Studientext:
++++++
Der kombinierte primäre Endpunkt bestand wie schon beschrieben aus Tod, Schlaganfall, Myokardinfarkt oder erneuter Revaskularisation. Eine Auswertung der Daten nach 5 Jahren war präspezifiziert, die Kohorte jedoch nicht explizit dafür gepowered oder für entsprechende Vergleiche adjustiert.
Bei 96 % der Patientinnen und Patienten aus der PCI-Gruppe und 94 % der Patientinnen und Patienten in der CABG-Gruppe lagen Daten zum 5 Jahres-Follow-up vor. Die Patientinnen und Patienten waren im Median 66 Jahre alt, waren zu 82 % Männer, zu 29 % Diabetiker. Bei ca. 20 % zeigte sich ein chronischer Gefäßverschluss, bei fast 70 % mindestens eine Bifurkationsstenose, bei 12 % der Patientinnen und Patienten im PCI-Arm wurde eine intravaskuläre Bildgebung verwendet.
++++++
Datensatz:
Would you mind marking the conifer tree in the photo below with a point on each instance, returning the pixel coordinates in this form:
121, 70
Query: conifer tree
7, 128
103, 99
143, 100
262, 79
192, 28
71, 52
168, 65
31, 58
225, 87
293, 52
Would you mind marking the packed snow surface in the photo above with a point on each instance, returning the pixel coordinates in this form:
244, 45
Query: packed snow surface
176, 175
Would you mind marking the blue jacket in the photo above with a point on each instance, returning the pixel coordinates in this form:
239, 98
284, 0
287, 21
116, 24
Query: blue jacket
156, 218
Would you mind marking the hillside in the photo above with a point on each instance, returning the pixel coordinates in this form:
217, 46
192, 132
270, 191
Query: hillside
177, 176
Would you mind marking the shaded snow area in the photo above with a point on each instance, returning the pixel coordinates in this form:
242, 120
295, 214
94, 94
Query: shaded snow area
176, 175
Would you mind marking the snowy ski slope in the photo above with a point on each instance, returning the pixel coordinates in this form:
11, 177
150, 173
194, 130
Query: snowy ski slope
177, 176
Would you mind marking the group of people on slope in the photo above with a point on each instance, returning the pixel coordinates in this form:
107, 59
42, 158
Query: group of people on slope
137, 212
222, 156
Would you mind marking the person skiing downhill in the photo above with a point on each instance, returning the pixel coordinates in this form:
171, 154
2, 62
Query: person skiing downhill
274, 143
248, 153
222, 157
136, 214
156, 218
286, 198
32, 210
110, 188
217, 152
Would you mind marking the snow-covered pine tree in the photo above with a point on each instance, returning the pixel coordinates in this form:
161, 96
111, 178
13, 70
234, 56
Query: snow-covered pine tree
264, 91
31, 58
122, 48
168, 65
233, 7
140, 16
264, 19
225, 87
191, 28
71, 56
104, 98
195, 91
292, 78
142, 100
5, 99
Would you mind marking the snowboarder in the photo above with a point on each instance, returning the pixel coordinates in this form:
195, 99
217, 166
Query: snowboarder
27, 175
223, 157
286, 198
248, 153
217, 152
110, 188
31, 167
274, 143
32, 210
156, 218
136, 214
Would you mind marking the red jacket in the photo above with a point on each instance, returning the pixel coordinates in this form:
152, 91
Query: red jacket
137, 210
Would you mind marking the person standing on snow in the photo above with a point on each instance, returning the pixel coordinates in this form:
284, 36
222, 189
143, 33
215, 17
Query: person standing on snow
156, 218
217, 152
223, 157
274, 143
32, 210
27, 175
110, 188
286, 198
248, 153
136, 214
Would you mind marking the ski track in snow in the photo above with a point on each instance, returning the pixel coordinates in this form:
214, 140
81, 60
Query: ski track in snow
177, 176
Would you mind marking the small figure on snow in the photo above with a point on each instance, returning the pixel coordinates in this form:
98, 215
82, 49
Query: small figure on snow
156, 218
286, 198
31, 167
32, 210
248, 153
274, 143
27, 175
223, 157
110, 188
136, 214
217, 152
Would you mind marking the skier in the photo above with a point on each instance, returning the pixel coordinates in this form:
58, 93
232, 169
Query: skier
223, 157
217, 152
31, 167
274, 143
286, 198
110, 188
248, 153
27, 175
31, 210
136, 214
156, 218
++++++
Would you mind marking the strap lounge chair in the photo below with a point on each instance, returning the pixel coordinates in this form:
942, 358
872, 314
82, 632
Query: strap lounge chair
++++++
Aufgaben:
a – Beantworten Sie anhand des Textes zum Vergleich von PCI und CABG die folgenden Fragen:
(i) Nach wie vielen Jahren war eine Auswertung der Daten präspezifiziert?
(ii) Wie alt waren die Patientinnen und Patienten im Median?
(iii) Welcher Anteil der Patientinnen und Patienten waren Männer?
b – Zählen Sie alle Bestandteile des kombinierten primären Endpunkts auf, die der Text zum Vergleich von PCI und CABG nennt.
c – Schreiben Sie den Text zum Vergleich von PCI und CABG nach seinem letzten Satz weiter.

Lösungen:
a –
(i) Eine Auswertung nach 5 Jahren war präspezifiziert.
(ii) Sie waren im Median 66 Jahre alt.
(iii) 82 % waren Männer.

b – Der kombinierte primäre Endpunkt bestand aus Tod, Schlaganfall, Myokardinfarkt und erneuter Revaskularisation.

c –
Nach 5 Jahren zeigte sich kein Unterschied hinsichtlich des kombinierten primären Endpunktes zwischen den Gruppen (PCI 16 % vs. CABG 14 %, HR 1,16; 95%KI [0,89;1.52], p=0,27). Bei den einzelnen Endpunkten zeigten sich keine Unterschiede hinsichtlich Mortalität (PCI 7 % vs. CABG 7 %, HR 0,99 (95%KI [0,67;1,46]) und Schlaganfall (PCI 2 % vs. CABG 3 %, HR 0,65; 95%KI [0,33;1,28]), allerdings war die Rate an Myokardinfarkten (Overall: PCI 8 % vs. CABG 5 %, HR 1,57 [1,04;2,36], prozedurale MI: PCI 2 % vs. CABG 1 %, spontane MI: PCI 6 % vs. CABG 4 %) und erneuten Revaskularisationen (PCI 16 % vs. CABG 8 %, HR 2,02; 95%KI [1,46-2,79]) in der PCI Gruppe höher.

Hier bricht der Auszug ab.